* BEGIN Page text *
# Brock Foam and EPS



## Qball (Jun 22, 2010)

I've been looking into buying a new helmet and as always I get way too in depth on the research of the whatever it is I'm buying. I have found that there is little info on Brock foam, which is used in the Bern hard hats. The only link I could find with really any info was this >> Bicycle Helmet Foam

I'm curious what your experiences are with different types of helmet foams. Does soft foam provide adequate protection for snowboarding? Or should we listen to the safety standards and go with the EPS hard foam?

The only experience I have with soft foam helmets is with baseball helmets. Baseball helmets use a very soft foam and the can withstand a 90 mph fastball, granted most hits are usually a glancing blow because of the round object on round object collision. I have seen direct hits, though not 90 mph, that didn't even result in a concussion.

Is Brock foam a good form of protection of is just for the mild blows with no protection in a major hit?


----------



## legallyillegal (Oct 6, 2008)

football helmets use vinyl nitrile (shit), relying on the shell to disperse energy (and mostly failing until the latest helmets)

hockey helmets use vinyl nitrile, but EPP (good) is slowly being introduced

baseball helmets (also rely on the shell for energy dispersal - they get seriously deformed on impact) use urethane foam (shit), but like hockey helmets, EPP is slowly being introduced

almost all skate/bike helmets use EPS (shit)

almost all ski helmets use EPS

Brock, EPP, Zorbium, and the other multi-impact foams (other than urethane and vinyl) are superior to single-impact shit like EPS


the standard certification test involves just dropping the helmet from a small height


----------



## HoboMaster (May 16, 2010)

I don't think you have to be worried about the brockfoam not providing adequate protection. From what I understand unless your going to be taking a massive death-defying fall on your head while doing something nutters, the brockfoam holds up fine. For average and above-average impact use it works better.


----------



## Qball (Jun 22, 2010)
* END Page text *
* **Job 1**
Write out the helmet foam thread word for word, everything from "## HoboMaster (May" down to "it works better.".
* **Job 2**
Extend the helmet foam thread from the point where it stops.
The lines after this point are separate material, unrelated to the helmet foam thread.
* BEGIN Data section *
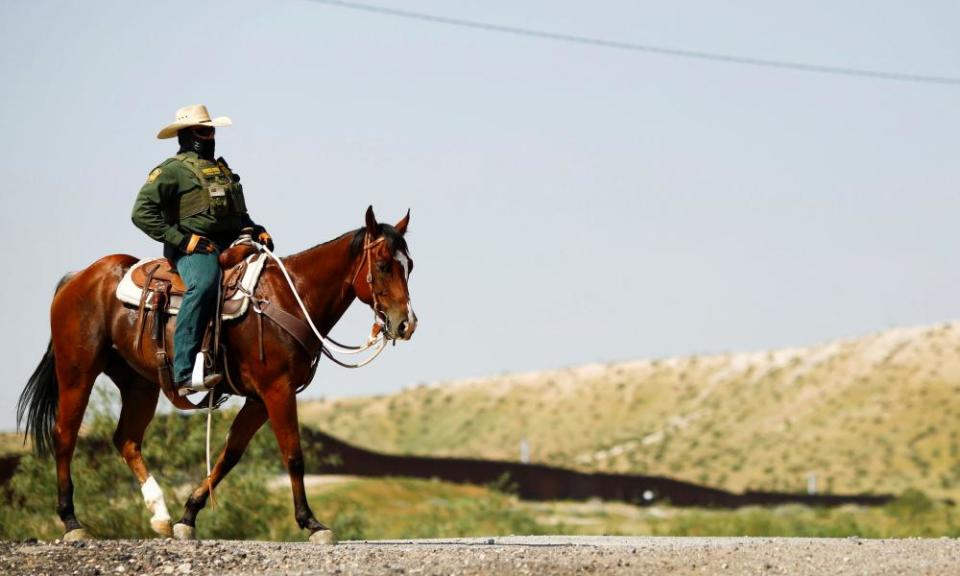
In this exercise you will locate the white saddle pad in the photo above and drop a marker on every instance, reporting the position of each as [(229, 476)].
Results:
* END Data section *
* **Final answer 1**
## HoboMaster (May 16, 2010)

I don't think you have to be worried about the brockfoam not providing adequate protection. From what I understand unless your going to be taking a massive death-defying fall on your head while doing something nutters, the brockfoam holds up fine. For average and above-average impact use it works better.

* **Final answer 2**
Yeah it seems like the way they test helmets is pretty dumb. Dropping them straight down on to an anvil isn't a realistic situation. If I'm going to spear a rock with the crown of my helmet it seems like I would snap my kneck regardless if the helmet saved my head or not. I've noticed that Bern seems to advertise their Hard Hats more than they do the EPS helmets, but due to possibilities of lawsuits, they can't say much about the protection of the Hard Hats because they don't comply with the tests.


----------



## Nivek (Jan 24, 2008)

My Brock foam Bern has been much better at protection than any others I've used. Hard foam, like the shell of the helmet, takes up a lot of the shock. What it doesn't do is give your head additional time to slow down. This is where a hard shell and Brock makes more sense. The shell deforms and takes most the impact shock, and the Brock foam lets your head decelerate. You wont break your head in either, but Brock and the like keep headaches (concussions) away.


----------



## Qball (Jun 22, 2010)

After doing a little reading...
EPS: Absorbs energy by compressing and breaking apart, decelerating the head at a slower rate. Once the shell is completely broken the helmet is unable to absorb any more energy, which means whatever energy is left is sent directly to the head. Helmet is useless after one good impact.

Brock: Compresses and deforms to absorb impact. Shell also deforms and possibly breaks, depending on amount of energy, to absorb impact. Once shell is broken and foam is totally compressed, the rest of the energy is transferred directy to the head. Foam rebounds back to original form and helmet is good to use as long as shell is intact.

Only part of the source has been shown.